[START INPUT RECORDS]
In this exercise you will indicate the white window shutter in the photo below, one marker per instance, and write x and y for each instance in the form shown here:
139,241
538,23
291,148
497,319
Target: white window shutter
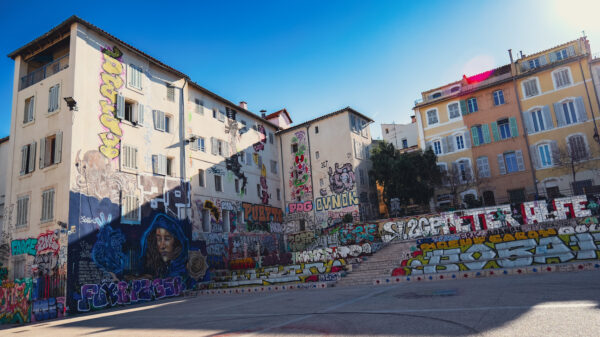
120,107
501,164
58,148
42,152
[END INPUT RECORDS]
TASK PROMPT: Copy all the rows above word for word, omitting the pictures.

RESPONSE TO THE TASK:
In this exercise you will indicate the white window shutter in the photo below, one marker per instance, and write x and y for each instance in the form shown here:
139,241
538,23
291,148
497,319
Target: white window shutter
120,107
501,164
58,148
42,152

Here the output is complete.